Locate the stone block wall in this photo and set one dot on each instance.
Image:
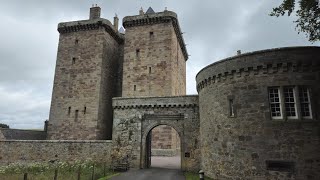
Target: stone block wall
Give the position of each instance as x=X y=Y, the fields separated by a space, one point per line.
x=154 y=62
x=134 y=118
x=165 y=141
x=27 y=151
x=1 y=136
x=249 y=143
x=85 y=80
x=20 y=134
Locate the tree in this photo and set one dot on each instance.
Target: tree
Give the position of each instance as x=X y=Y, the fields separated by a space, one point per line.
x=4 y=126
x=308 y=16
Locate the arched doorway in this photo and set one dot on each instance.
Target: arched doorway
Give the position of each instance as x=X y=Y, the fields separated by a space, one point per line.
x=163 y=148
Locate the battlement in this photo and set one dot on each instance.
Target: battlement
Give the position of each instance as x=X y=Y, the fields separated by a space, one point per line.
x=94 y=23
x=156 y=18
x=156 y=102
x=279 y=60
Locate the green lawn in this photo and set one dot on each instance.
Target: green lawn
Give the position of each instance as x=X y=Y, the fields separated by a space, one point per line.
x=194 y=176
x=64 y=171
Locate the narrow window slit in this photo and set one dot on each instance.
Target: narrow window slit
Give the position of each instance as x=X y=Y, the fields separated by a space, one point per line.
x=76 y=115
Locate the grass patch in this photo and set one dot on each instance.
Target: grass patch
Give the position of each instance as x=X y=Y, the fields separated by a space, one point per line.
x=194 y=176
x=110 y=176
x=44 y=171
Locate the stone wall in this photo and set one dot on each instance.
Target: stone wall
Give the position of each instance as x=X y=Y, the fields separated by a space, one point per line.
x=1 y=136
x=249 y=143
x=154 y=63
x=134 y=118
x=27 y=151
x=165 y=141
x=85 y=80
x=20 y=134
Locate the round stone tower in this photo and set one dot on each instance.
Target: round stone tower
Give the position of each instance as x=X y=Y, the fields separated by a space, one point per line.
x=260 y=115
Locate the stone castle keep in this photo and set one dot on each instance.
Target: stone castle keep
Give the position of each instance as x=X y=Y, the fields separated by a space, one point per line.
x=256 y=115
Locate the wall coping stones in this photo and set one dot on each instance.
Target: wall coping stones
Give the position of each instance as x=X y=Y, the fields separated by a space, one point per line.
x=156 y=18
x=155 y=102
x=92 y=24
x=57 y=141
x=270 y=61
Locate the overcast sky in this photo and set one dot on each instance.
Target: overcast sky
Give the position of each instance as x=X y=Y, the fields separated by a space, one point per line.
x=214 y=29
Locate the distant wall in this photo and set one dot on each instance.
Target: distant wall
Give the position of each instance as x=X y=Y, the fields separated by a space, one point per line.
x=20 y=134
x=27 y=151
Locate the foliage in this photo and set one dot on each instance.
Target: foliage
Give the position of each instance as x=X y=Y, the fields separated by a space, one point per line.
x=4 y=126
x=308 y=15
x=65 y=170
x=194 y=176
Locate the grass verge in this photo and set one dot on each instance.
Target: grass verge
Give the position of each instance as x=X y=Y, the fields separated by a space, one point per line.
x=194 y=176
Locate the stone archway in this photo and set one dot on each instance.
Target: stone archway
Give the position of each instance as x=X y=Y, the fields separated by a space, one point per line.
x=169 y=158
x=148 y=124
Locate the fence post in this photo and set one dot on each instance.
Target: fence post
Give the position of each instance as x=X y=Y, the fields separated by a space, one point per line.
x=92 y=177
x=25 y=176
x=55 y=174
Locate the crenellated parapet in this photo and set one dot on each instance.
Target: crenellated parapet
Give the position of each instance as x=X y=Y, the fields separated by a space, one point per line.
x=156 y=18
x=88 y=25
x=156 y=102
x=271 y=61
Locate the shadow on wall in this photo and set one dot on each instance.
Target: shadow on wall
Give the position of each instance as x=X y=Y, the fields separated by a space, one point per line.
x=19 y=134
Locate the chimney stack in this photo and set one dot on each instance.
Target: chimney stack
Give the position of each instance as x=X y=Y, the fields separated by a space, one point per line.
x=95 y=12
x=116 y=22
x=141 y=11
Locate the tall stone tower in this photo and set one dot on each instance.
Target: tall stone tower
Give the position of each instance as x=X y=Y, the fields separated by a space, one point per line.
x=154 y=55
x=86 y=77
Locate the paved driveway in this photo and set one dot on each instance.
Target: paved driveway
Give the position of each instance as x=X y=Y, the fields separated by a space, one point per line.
x=151 y=174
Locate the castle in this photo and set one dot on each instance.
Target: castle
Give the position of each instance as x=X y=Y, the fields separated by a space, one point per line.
x=256 y=115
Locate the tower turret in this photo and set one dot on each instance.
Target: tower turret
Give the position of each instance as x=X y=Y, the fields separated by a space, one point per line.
x=154 y=55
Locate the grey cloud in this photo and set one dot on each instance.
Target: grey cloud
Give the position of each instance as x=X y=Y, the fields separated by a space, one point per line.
x=214 y=29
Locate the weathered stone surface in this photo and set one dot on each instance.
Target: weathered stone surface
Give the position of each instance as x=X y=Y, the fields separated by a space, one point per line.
x=239 y=147
x=19 y=134
x=26 y=151
x=1 y=136
x=85 y=80
x=154 y=64
x=134 y=118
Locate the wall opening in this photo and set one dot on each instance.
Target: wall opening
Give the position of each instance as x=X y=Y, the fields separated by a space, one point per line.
x=163 y=148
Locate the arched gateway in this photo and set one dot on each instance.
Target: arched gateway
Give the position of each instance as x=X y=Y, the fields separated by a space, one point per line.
x=134 y=118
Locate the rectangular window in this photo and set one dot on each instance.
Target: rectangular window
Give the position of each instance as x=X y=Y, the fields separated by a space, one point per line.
x=138 y=54
x=289 y=102
x=274 y=98
x=76 y=115
x=286 y=166
x=304 y=96
x=73 y=60
x=231 y=108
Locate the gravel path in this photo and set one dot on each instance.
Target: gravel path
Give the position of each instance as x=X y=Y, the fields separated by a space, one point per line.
x=151 y=174
x=162 y=168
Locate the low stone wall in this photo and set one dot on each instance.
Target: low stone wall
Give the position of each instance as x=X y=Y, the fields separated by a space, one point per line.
x=165 y=152
x=1 y=136
x=28 y=151
x=21 y=134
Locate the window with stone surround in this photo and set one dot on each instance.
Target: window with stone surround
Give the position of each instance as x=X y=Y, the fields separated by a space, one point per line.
x=284 y=102
x=76 y=115
x=305 y=104
x=290 y=102
x=137 y=54
x=275 y=103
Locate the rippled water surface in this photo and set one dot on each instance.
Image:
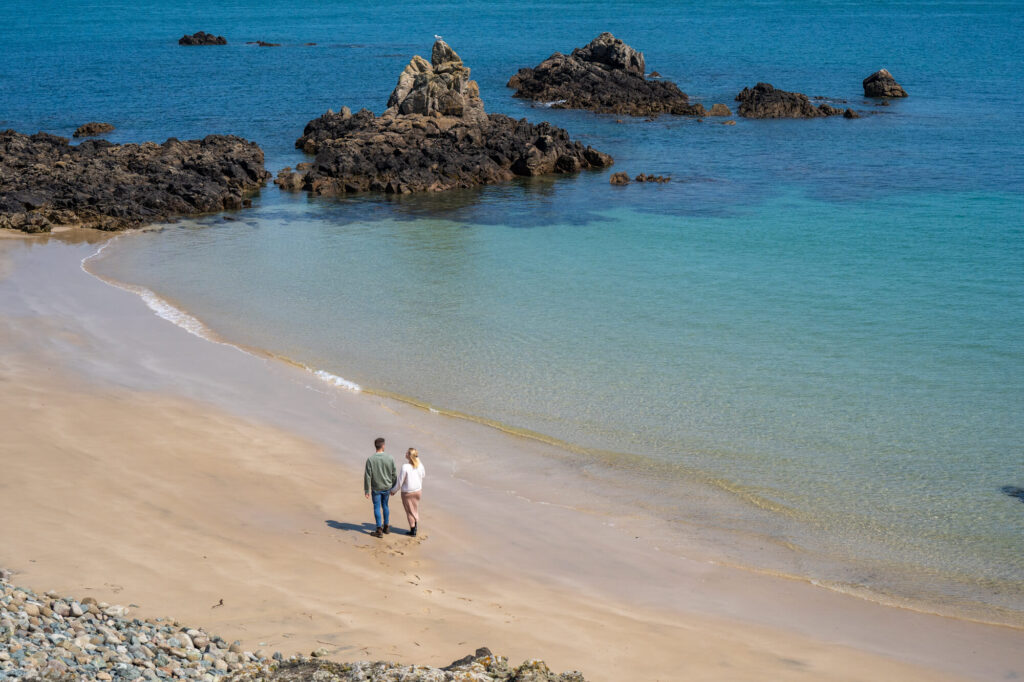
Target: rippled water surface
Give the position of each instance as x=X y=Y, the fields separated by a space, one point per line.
x=823 y=317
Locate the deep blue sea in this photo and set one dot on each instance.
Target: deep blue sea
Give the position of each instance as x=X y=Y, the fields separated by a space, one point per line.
x=824 y=318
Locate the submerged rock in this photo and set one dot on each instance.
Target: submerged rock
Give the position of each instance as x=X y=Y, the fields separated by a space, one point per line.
x=764 y=101
x=434 y=135
x=1014 y=492
x=605 y=76
x=91 y=129
x=882 y=84
x=202 y=38
x=45 y=181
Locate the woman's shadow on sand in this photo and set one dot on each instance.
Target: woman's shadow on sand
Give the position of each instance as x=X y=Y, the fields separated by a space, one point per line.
x=366 y=528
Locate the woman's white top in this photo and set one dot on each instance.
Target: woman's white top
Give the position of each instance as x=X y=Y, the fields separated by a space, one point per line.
x=410 y=478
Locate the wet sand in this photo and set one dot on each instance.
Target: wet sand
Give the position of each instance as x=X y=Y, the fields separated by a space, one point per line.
x=142 y=464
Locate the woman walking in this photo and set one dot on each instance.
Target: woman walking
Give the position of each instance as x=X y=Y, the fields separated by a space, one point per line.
x=411 y=483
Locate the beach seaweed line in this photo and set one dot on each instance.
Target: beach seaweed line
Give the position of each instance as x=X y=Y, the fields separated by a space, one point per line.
x=614 y=460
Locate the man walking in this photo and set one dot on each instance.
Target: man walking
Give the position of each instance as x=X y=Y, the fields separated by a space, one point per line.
x=378 y=479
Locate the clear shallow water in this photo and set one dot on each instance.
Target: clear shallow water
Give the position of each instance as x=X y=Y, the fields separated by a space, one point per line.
x=823 y=316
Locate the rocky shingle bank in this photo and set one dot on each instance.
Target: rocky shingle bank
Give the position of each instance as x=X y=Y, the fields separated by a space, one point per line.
x=434 y=135
x=605 y=76
x=61 y=639
x=45 y=181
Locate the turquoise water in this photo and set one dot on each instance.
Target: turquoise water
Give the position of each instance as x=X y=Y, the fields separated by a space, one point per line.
x=823 y=317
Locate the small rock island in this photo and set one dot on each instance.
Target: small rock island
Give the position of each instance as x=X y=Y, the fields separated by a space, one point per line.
x=45 y=181
x=765 y=101
x=882 y=84
x=605 y=76
x=433 y=136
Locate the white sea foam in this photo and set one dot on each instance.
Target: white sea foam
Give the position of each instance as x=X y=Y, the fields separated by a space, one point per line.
x=167 y=310
x=335 y=380
x=164 y=309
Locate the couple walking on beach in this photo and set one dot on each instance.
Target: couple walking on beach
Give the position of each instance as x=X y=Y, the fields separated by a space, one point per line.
x=380 y=481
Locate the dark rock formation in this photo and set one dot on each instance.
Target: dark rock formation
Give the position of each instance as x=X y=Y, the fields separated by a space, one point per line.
x=433 y=136
x=764 y=101
x=606 y=76
x=93 y=128
x=45 y=181
x=202 y=38
x=882 y=84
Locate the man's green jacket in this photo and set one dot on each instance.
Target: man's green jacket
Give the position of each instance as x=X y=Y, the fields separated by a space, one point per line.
x=380 y=473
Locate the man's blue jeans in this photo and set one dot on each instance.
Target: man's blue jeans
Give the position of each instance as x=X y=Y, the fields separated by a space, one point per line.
x=380 y=503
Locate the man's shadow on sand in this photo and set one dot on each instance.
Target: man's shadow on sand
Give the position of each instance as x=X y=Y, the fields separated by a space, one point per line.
x=365 y=528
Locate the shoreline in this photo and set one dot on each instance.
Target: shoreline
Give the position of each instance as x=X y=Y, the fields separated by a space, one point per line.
x=600 y=530
x=605 y=465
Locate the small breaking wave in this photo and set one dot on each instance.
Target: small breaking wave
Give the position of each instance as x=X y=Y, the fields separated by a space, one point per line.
x=335 y=380
x=172 y=313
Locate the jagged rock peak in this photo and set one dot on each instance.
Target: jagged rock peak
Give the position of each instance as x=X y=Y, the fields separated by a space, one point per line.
x=612 y=52
x=440 y=87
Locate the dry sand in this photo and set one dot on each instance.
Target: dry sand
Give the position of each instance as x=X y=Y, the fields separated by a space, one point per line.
x=140 y=464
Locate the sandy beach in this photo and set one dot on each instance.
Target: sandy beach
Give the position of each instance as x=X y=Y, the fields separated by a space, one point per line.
x=144 y=465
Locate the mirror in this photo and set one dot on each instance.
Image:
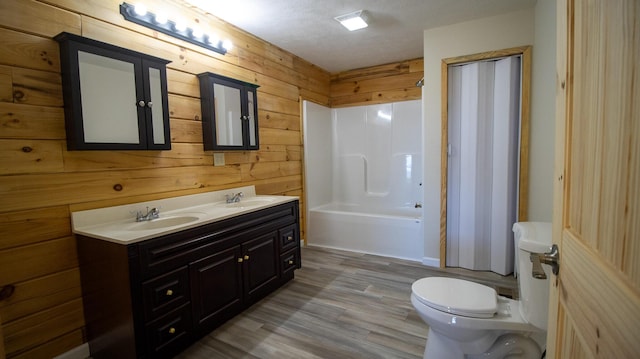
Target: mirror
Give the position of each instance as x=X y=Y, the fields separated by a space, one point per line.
x=229 y=113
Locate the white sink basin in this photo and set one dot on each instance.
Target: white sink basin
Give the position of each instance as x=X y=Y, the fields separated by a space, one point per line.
x=116 y=223
x=162 y=222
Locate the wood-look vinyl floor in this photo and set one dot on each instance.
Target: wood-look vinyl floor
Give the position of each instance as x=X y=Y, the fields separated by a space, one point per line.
x=340 y=305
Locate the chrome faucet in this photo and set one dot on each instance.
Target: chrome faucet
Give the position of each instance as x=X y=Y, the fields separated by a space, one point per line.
x=234 y=198
x=151 y=214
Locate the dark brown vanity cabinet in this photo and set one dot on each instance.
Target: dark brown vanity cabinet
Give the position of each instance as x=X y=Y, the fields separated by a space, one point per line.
x=114 y=98
x=154 y=298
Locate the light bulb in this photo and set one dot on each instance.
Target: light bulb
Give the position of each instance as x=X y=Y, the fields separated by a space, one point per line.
x=227 y=45
x=140 y=9
x=161 y=18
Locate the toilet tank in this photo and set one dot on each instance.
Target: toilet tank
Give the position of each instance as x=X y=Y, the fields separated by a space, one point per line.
x=535 y=237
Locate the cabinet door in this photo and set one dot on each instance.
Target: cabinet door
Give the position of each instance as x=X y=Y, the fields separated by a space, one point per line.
x=106 y=113
x=229 y=113
x=251 y=122
x=216 y=287
x=260 y=265
x=114 y=98
x=157 y=112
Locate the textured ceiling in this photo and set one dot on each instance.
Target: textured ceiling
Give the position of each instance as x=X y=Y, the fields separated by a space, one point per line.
x=307 y=28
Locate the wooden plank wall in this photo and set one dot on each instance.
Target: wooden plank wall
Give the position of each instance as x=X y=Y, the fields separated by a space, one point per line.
x=41 y=182
x=378 y=84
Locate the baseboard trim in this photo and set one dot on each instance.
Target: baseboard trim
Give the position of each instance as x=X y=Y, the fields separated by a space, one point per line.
x=79 y=352
x=431 y=262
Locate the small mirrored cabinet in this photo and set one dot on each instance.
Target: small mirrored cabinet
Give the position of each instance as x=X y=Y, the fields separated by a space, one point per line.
x=229 y=113
x=114 y=98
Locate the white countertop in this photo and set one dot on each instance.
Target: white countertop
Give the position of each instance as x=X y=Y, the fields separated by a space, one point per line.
x=118 y=223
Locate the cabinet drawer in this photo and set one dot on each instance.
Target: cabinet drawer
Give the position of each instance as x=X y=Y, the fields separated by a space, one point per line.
x=169 y=334
x=289 y=237
x=165 y=293
x=289 y=261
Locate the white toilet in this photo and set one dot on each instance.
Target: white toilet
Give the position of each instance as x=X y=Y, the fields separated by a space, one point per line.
x=470 y=320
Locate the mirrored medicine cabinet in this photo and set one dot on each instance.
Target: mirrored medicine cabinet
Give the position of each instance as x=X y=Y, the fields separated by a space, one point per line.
x=114 y=98
x=229 y=113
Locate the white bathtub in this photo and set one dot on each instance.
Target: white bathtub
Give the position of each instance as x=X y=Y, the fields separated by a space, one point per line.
x=394 y=232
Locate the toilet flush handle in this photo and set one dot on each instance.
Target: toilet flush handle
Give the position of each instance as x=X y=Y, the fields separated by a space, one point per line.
x=551 y=258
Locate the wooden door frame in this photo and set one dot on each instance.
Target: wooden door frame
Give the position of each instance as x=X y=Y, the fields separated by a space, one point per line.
x=523 y=170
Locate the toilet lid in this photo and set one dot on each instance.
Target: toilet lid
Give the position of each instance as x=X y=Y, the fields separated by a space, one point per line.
x=457 y=296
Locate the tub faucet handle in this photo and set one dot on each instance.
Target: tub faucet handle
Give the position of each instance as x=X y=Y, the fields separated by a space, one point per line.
x=551 y=258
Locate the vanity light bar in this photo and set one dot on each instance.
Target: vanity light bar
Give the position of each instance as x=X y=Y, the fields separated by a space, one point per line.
x=141 y=16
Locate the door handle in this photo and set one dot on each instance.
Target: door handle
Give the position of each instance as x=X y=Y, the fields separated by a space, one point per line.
x=551 y=258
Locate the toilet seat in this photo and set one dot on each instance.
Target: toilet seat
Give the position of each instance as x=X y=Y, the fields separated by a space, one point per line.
x=457 y=296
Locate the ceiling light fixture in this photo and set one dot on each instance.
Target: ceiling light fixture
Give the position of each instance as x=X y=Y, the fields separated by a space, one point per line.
x=177 y=28
x=354 y=20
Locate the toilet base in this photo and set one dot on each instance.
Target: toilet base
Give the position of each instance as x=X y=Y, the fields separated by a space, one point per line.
x=439 y=346
x=510 y=344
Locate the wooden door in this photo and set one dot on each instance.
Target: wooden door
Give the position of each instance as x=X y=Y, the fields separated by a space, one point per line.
x=260 y=265
x=595 y=299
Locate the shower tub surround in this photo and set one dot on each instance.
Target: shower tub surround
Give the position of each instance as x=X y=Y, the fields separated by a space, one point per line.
x=363 y=178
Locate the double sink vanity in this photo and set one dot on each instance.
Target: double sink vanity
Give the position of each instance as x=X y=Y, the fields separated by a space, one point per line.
x=153 y=286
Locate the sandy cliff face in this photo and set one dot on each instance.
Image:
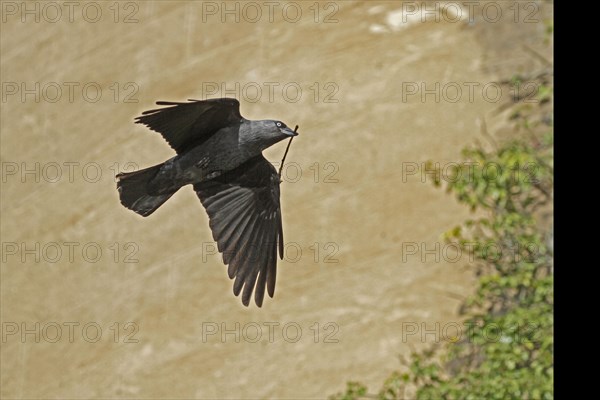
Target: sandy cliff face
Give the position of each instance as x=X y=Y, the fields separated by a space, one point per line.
x=142 y=308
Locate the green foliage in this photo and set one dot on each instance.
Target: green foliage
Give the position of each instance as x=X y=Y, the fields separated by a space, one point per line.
x=508 y=350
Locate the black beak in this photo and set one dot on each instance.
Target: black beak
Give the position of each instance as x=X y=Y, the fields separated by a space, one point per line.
x=289 y=132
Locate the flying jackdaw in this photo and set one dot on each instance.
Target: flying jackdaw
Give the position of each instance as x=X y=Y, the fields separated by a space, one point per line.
x=219 y=152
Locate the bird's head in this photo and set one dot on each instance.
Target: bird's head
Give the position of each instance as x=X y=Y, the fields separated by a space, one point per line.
x=267 y=132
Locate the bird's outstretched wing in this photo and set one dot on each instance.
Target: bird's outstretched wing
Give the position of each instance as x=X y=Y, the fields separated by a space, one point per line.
x=245 y=219
x=186 y=125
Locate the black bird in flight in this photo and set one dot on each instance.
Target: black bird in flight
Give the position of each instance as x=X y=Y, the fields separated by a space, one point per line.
x=219 y=152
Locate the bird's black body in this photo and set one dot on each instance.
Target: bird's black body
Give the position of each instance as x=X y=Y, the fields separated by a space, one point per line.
x=220 y=153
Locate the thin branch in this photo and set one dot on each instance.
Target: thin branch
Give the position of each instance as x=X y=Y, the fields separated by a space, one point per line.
x=286 y=150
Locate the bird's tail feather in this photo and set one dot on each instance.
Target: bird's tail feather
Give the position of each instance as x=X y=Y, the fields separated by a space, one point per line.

================================

_Görev ayrıntıları_.
"Locate the bird's head" geçen satırdan "x=220 y=153" geçen satıra kadar olan satırlarda "dot" sözcüğünü "mark" ile değiştirip bu satırları yeniden yaz. Geri kalan her şey olduğu gibi kalsın.

_Tamamlanan görev_.
Locate the bird's head in this photo and set one mark on each instance.
Target: bird's head
Give the position of each instance as x=X y=Y, the fields separated by a space, one point per line.
x=267 y=132
Locate the bird's outstretched wing in this photo and set one mark on each instance.
Target: bird's outstretched wing
Give the position of each instance as x=X y=Y, the fields separated by a space, one point per line.
x=245 y=219
x=186 y=125
Locate the black bird in flight in this photo and set one mark on each instance.
Target: black bird in flight
Give the position of each instance as x=X y=Y, the fields separated by a space, one point per line.
x=219 y=152
Locate the bird's black body in this photo and set one mark on each instance.
Target: bird's black body
Give the position of each instance as x=X y=Y, the fields separated by a space, one point per line.
x=220 y=153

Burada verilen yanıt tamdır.